[Referring expression grounding data]
::::::
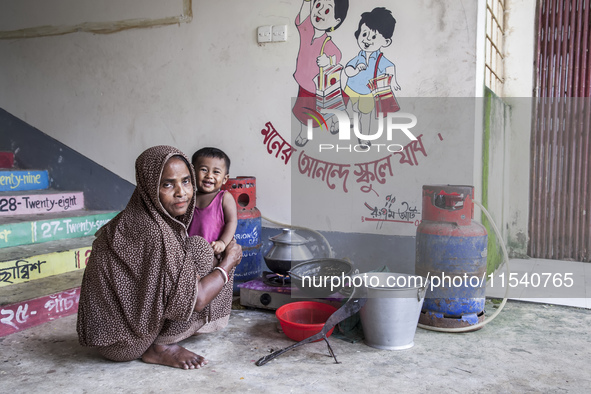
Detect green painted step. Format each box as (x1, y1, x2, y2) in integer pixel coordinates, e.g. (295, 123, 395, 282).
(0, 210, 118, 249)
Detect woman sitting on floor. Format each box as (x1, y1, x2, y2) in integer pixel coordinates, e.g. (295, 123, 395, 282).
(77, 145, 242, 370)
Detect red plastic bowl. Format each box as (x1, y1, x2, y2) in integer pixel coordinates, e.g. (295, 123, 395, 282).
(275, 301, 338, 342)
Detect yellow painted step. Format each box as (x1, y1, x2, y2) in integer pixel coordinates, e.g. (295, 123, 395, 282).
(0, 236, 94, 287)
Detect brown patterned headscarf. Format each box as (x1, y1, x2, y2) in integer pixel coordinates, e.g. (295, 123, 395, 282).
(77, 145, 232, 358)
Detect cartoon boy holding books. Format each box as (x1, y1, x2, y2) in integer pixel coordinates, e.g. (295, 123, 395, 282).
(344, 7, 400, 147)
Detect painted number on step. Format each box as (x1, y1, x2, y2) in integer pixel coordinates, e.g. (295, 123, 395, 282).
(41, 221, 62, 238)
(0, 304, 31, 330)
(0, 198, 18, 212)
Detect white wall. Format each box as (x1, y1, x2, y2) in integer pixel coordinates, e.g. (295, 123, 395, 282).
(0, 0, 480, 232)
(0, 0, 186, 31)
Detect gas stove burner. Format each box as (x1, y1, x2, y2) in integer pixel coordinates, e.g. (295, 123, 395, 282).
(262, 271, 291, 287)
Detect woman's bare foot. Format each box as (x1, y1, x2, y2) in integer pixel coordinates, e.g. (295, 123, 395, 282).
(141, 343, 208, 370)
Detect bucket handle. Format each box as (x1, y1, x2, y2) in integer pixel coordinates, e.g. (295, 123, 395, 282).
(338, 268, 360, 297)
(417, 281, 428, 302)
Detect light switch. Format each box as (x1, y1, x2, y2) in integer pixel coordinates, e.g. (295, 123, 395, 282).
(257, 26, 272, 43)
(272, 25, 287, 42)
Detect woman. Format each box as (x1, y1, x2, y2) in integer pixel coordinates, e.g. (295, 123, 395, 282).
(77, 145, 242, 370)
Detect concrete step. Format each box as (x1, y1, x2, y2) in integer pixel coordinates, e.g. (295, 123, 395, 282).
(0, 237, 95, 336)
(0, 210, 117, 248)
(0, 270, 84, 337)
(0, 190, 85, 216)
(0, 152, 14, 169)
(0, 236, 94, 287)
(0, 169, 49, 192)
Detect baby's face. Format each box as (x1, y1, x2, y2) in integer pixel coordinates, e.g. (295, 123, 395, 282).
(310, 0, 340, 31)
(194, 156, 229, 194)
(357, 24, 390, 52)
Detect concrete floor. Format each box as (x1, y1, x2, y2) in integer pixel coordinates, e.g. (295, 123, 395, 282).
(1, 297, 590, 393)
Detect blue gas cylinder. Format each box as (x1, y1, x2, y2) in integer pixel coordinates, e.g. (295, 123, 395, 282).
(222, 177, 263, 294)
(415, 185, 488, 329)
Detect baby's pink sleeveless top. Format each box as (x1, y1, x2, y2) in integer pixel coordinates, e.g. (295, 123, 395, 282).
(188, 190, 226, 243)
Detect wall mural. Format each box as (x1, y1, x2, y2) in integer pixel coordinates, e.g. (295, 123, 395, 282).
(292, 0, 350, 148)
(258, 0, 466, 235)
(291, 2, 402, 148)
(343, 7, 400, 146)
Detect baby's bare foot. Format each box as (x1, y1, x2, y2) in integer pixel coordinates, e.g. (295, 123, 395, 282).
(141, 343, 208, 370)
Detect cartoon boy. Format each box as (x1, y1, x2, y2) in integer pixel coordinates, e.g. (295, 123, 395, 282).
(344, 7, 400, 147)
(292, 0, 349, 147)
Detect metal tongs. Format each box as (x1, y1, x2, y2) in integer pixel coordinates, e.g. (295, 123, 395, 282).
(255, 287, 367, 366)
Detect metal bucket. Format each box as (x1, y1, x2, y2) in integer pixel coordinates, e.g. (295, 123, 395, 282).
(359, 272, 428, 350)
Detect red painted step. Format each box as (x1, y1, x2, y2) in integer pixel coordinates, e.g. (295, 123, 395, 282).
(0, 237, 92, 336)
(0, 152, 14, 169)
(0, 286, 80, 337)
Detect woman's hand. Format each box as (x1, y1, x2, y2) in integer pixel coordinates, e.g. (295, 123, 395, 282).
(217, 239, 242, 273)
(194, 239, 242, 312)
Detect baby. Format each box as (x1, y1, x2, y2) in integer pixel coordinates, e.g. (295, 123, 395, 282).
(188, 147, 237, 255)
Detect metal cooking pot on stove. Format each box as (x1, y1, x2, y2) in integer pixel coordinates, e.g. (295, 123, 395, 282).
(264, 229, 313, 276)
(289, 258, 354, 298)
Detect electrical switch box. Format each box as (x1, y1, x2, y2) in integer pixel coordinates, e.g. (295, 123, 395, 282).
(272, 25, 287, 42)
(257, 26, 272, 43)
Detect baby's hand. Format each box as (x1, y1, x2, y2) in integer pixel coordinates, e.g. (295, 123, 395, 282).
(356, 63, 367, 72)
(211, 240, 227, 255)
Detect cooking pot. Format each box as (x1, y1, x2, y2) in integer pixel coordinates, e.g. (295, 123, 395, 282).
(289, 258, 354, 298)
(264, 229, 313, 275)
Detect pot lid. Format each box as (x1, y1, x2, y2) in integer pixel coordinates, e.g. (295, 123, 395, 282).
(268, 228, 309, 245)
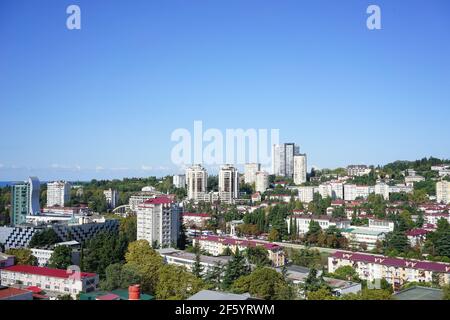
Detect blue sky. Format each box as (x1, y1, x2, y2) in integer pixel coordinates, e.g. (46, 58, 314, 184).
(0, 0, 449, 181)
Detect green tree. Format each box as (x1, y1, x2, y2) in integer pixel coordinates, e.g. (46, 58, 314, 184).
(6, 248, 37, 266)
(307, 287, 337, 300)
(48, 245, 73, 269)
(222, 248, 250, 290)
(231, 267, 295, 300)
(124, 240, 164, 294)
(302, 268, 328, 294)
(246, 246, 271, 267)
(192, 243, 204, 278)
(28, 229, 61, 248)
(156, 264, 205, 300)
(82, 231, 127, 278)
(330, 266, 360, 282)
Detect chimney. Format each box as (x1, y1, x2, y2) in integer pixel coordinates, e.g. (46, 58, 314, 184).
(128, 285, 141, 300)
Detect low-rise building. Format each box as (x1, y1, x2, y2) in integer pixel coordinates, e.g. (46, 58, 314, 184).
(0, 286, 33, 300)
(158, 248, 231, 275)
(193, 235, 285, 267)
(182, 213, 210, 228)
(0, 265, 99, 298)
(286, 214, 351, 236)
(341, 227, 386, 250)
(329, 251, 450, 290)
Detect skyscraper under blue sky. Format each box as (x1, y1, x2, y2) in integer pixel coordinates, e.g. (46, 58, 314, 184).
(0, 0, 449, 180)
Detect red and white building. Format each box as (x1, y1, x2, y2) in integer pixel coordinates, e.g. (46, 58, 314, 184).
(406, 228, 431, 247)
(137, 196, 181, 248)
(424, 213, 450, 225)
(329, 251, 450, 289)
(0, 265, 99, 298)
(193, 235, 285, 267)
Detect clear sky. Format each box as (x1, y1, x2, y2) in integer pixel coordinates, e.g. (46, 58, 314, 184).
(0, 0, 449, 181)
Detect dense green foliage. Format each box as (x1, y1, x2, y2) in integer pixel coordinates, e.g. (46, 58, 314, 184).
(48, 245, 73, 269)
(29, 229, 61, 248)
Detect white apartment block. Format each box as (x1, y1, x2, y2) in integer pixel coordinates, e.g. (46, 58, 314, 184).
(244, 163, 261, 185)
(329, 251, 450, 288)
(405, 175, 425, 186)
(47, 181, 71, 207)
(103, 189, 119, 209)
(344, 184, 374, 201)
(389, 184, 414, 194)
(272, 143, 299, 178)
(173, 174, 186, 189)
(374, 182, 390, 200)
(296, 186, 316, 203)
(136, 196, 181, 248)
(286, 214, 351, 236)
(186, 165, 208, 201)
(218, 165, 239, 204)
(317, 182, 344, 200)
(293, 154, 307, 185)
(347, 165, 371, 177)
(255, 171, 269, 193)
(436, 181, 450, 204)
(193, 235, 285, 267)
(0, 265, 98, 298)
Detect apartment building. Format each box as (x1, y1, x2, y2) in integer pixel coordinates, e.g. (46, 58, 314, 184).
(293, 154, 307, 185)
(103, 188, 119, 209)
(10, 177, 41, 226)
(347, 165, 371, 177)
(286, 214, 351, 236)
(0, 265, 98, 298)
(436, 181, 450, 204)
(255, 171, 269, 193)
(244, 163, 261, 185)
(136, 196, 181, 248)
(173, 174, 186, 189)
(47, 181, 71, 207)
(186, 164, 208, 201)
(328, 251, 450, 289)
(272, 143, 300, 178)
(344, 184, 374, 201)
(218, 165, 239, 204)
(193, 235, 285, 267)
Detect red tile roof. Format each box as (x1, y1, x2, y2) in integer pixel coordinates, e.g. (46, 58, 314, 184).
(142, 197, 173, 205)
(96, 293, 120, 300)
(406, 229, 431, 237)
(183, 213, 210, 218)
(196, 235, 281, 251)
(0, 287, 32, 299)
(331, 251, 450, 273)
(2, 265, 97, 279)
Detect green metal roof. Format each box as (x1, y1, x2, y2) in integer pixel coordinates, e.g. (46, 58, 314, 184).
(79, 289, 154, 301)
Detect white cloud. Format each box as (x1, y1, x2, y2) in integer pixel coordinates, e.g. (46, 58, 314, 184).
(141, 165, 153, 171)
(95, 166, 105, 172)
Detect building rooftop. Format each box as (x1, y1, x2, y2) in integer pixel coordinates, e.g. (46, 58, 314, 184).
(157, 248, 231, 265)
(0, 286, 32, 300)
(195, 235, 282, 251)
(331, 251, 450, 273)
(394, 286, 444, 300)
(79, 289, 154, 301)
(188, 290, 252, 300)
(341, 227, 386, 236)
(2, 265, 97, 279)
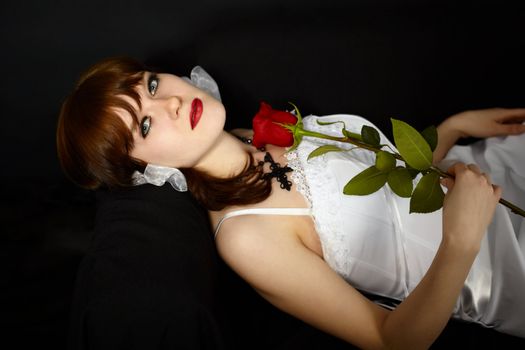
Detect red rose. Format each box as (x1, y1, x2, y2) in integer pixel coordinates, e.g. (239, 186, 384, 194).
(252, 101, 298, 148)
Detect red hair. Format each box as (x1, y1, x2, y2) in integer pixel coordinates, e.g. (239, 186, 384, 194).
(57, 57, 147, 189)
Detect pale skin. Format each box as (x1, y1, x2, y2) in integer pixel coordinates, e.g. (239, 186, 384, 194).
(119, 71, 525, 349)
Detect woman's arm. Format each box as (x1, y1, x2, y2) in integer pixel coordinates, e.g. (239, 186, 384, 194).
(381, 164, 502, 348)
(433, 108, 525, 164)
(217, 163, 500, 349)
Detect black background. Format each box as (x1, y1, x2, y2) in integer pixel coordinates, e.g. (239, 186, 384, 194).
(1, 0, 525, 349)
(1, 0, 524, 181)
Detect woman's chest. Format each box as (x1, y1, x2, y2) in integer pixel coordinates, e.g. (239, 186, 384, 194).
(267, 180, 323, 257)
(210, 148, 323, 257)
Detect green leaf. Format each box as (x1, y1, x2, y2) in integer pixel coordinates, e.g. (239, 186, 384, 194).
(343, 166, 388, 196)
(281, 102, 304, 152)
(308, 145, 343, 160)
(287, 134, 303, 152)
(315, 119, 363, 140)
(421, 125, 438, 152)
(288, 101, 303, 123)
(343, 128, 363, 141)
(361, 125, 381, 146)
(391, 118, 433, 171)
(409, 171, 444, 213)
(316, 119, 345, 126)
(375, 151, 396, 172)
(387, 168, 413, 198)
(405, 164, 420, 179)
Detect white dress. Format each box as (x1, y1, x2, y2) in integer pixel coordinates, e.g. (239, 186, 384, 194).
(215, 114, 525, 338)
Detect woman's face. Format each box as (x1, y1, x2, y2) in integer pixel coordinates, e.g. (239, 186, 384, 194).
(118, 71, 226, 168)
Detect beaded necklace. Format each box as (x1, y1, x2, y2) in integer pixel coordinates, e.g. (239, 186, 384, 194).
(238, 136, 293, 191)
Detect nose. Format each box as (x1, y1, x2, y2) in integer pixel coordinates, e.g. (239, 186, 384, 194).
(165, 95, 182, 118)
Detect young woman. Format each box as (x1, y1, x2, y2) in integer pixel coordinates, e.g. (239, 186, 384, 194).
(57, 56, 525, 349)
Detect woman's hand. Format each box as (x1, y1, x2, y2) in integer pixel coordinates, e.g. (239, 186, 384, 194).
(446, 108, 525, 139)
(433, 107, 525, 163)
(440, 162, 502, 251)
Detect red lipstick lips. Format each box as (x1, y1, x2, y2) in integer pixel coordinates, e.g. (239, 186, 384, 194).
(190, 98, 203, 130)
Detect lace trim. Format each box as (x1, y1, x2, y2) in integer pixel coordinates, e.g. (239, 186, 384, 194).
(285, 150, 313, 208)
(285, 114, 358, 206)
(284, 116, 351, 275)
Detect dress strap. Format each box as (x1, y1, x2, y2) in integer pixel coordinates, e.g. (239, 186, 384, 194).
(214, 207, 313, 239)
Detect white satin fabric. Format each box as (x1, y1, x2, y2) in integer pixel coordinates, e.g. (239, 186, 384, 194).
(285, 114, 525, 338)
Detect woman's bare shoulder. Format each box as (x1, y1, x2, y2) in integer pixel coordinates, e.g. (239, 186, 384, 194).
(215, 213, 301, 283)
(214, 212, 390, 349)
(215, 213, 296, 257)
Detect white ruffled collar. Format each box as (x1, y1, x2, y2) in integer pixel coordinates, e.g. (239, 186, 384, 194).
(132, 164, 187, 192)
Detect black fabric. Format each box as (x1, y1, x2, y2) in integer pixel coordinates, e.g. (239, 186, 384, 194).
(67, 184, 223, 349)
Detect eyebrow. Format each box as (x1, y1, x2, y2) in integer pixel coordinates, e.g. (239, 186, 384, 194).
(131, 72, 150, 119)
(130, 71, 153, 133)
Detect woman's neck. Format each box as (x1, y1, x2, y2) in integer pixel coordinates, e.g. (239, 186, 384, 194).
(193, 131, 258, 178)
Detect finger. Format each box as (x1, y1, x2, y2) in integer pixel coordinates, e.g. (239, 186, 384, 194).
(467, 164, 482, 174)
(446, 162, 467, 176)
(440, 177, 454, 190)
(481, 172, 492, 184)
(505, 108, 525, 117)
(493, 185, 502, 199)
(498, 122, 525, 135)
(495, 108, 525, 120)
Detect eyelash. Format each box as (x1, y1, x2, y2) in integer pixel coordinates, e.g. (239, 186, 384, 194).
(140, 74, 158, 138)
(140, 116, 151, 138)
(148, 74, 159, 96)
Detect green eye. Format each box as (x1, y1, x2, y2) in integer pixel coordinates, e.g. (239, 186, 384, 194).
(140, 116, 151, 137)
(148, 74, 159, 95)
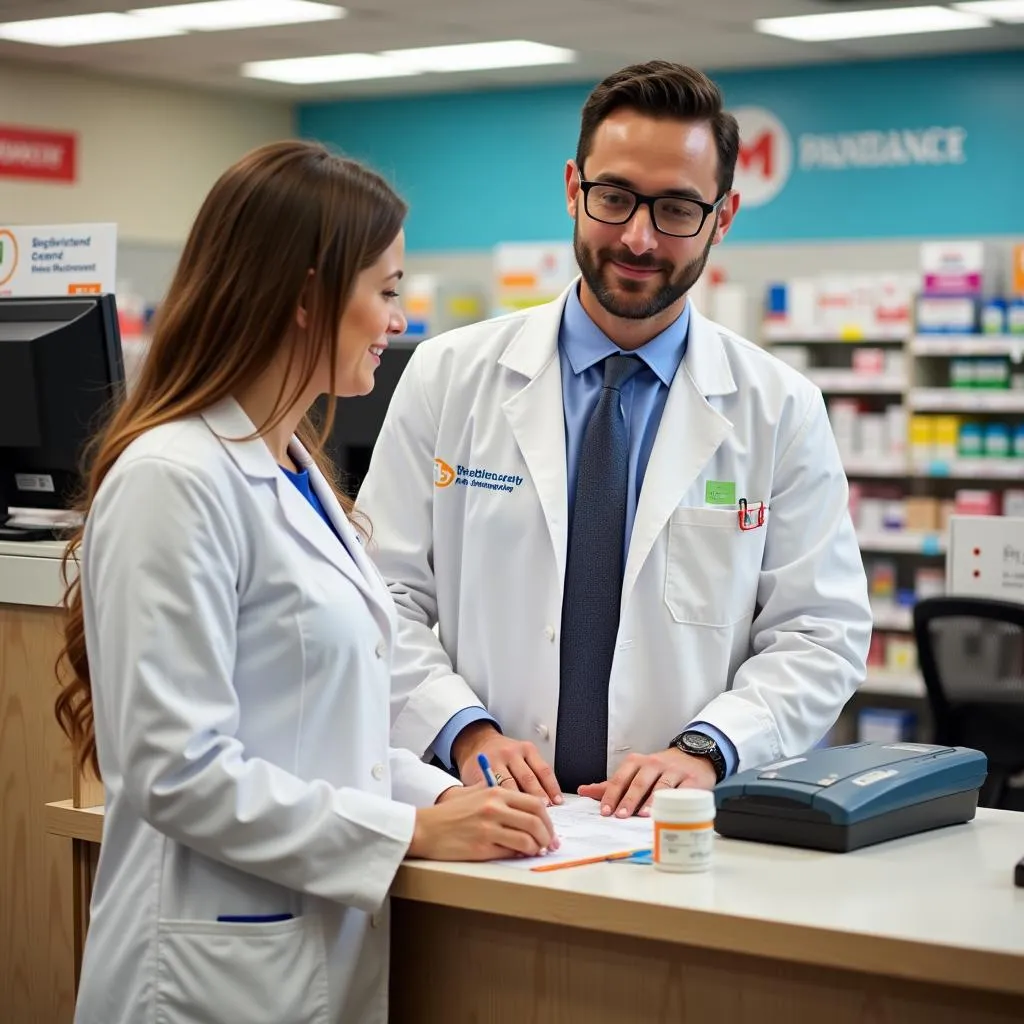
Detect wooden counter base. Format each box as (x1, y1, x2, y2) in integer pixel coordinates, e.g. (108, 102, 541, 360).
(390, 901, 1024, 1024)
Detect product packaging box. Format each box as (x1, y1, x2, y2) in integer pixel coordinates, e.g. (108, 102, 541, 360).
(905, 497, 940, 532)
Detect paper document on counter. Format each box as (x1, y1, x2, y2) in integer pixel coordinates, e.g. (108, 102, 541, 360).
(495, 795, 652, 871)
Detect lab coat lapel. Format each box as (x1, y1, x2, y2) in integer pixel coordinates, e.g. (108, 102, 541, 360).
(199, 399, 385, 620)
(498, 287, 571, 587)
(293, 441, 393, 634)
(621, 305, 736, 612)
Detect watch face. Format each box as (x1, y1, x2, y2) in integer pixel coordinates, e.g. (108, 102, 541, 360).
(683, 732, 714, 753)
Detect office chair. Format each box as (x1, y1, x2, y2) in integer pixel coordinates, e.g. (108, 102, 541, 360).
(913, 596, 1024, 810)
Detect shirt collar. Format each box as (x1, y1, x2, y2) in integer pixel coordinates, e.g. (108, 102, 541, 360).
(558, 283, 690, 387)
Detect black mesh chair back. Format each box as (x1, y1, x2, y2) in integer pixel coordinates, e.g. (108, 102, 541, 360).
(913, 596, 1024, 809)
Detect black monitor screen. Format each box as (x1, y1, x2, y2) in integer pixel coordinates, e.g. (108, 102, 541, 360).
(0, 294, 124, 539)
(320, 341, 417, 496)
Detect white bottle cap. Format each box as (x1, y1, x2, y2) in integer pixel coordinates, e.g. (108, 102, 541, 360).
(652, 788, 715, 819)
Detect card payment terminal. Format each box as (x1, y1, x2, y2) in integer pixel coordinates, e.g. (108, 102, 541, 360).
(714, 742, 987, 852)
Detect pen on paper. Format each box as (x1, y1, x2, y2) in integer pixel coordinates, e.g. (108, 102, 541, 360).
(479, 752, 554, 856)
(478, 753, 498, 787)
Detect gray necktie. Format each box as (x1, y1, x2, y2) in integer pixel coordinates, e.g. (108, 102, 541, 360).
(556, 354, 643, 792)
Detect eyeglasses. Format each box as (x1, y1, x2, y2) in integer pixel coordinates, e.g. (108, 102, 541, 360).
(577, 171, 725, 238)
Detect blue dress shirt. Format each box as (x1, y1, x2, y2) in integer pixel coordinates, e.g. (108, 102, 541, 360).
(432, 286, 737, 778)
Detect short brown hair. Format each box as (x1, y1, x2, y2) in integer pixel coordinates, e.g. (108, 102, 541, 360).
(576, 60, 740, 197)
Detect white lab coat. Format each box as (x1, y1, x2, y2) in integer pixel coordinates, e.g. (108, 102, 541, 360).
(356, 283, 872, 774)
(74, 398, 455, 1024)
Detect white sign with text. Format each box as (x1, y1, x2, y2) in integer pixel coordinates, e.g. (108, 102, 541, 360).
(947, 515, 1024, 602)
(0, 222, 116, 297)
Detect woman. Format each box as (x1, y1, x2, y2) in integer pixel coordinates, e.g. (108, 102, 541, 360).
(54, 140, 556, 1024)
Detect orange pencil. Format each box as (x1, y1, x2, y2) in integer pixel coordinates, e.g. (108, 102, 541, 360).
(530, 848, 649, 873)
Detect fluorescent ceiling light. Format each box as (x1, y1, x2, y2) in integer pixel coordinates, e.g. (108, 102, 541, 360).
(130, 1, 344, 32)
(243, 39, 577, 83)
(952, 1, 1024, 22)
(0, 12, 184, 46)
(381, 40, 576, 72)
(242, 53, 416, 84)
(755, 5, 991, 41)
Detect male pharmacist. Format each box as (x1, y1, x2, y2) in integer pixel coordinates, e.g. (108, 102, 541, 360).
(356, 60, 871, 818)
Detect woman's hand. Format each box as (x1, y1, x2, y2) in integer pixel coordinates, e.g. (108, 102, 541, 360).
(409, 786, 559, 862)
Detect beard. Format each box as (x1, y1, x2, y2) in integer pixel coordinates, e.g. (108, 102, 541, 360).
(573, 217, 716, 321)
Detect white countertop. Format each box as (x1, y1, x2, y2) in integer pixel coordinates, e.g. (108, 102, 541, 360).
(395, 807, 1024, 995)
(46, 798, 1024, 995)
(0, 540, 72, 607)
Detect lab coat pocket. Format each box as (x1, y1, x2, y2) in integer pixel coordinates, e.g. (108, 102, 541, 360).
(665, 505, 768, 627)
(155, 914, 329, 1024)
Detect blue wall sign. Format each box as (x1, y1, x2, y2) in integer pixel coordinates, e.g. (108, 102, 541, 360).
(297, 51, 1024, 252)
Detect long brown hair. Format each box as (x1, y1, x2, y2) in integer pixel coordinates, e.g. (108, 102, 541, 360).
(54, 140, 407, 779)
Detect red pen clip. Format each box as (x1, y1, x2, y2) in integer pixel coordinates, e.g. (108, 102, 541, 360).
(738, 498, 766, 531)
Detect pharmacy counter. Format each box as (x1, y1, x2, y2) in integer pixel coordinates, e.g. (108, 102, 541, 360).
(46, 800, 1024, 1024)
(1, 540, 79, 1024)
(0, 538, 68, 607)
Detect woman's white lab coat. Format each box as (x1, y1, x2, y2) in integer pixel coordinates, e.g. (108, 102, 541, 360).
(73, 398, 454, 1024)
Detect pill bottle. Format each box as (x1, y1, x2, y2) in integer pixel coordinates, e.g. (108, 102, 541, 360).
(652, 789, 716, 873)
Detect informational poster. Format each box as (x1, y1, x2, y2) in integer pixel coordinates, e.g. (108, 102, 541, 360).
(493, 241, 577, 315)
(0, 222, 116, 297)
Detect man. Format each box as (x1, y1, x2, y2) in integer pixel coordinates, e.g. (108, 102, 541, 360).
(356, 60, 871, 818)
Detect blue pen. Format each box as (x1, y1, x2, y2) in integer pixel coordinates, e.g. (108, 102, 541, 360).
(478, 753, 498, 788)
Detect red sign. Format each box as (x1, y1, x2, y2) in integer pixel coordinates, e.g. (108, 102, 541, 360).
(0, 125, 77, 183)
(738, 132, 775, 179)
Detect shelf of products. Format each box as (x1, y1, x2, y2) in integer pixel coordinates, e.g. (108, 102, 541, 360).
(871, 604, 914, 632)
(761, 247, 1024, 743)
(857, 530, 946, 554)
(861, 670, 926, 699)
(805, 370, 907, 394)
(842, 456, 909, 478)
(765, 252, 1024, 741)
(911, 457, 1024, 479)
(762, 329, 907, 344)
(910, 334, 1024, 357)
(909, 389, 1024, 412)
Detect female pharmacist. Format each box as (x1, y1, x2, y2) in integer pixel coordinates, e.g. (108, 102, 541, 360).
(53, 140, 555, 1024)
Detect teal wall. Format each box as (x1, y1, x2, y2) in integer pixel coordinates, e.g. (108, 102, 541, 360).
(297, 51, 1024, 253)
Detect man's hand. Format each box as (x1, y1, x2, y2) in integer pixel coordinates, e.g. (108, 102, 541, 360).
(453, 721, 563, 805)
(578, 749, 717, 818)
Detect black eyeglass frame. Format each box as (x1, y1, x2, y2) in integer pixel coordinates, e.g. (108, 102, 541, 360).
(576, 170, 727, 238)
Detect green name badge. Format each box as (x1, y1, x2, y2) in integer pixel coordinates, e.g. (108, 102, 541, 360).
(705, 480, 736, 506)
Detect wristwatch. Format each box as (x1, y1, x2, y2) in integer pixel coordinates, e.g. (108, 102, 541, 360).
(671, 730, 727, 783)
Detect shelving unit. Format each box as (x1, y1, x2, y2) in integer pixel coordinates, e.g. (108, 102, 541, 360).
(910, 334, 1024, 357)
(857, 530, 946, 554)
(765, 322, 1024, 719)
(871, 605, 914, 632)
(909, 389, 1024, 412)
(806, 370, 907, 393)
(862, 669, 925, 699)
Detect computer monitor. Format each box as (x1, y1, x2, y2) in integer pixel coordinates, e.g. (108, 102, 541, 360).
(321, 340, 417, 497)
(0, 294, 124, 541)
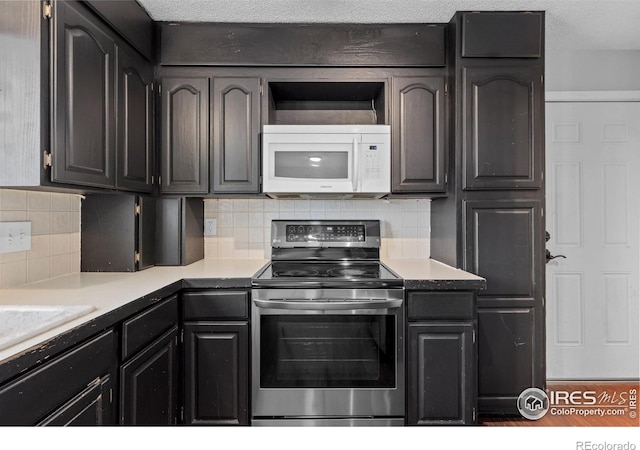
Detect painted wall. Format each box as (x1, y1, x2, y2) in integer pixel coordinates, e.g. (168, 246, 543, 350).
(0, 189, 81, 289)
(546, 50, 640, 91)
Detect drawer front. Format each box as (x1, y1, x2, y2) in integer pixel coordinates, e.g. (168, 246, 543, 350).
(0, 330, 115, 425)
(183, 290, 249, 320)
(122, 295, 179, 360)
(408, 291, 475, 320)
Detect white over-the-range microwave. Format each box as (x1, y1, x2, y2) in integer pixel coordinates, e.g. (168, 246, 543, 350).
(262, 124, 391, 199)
::::::
About this exercise>
What is needed is an exact copy of the lines from the one with "Detect green name" through the end of the data above, both included, minus any pictures.

Solution for this problem>
Detect green name badge. Format each box as (x1, y1, x2, y2) in integer pixel coordinates, e.g. (108, 102, 541, 360).
(705, 480, 736, 506)
Detect wristwatch. Format each box as (x1, y1, x2, y2) in integer pixel coordinates, e.g. (108, 102, 541, 360).
(671, 730, 727, 783)
Detect shelving unit. Format each box as (x1, y1, x2, y2) in integer pixel coordinates, e.g. (108, 102, 541, 360).
(910, 334, 1024, 357)
(857, 530, 946, 554)
(765, 322, 1024, 719)
(871, 605, 914, 632)
(909, 389, 1024, 412)
(806, 370, 907, 393)
(862, 669, 925, 699)
Detect computer monitor. Format each box as (x1, y1, x2, y2) in integer pixel coordinates, e.g. (108, 102, 541, 360).
(321, 340, 417, 497)
(0, 294, 124, 541)
Detect painted wall. Format each box as (x1, y1, x2, y2) in integer pixel coordinates, e.g. (168, 246, 543, 350).
(0, 189, 81, 289)
(546, 50, 640, 91)
Detect drawer front. Format each box as (x1, y1, x2, y2) in integer pixel coordinates, e.g. (168, 246, 543, 350).
(0, 330, 115, 425)
(183, 290, 249, 320)
(122, 295, 179, 360)
(408, 291, 475, 320)
Detect white over-the-range microwave. Format each box as (x1, y1, x2, y2) in integer pixel coordinates, e.g. (168, 246, 543, 350).
(262, 124, 391, 199)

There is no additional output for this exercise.